Instructions to follow ->
Quote the records that follow in full, leaving the pictures out.

Source data ->
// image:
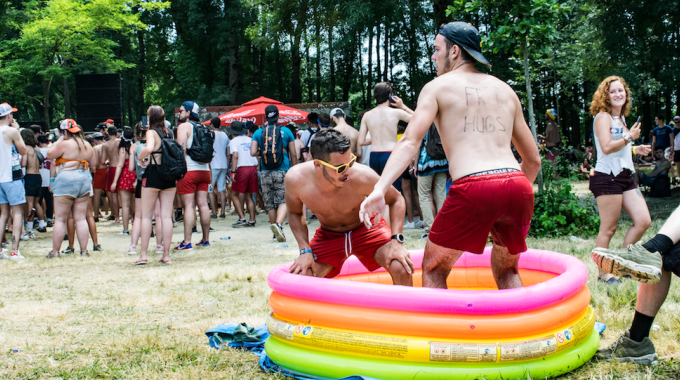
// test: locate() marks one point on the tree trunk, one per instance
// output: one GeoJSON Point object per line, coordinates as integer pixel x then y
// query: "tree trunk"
{"type": "Point", "coordinates": [67, 99]}
{"type": "Point", "coordinates": [331, 58]}
{"type": "Point", "coordinates": [377, 53]}
{"type": "Point", "coordinates": [369, 88]}
{"type": "Point", "coordinates": [530, 106]}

Output of the exercise ->
// image:
// test: locate() marks one point on the tree trunk, one per instance
// output: one GeoJSON Point object per line, coordinates as integer pixel x then y
// query: "tree trunk"
{"type": "Point", "coordinates": [67, 99]}
{"type": "Point", "coordinates": [331, 58]}
{"type": "Point", "coordinates": [377, 53]}
{"type": "Point", "coordinates": [369, 88]}
{"type": "Point", "coordinates": [530, 106]}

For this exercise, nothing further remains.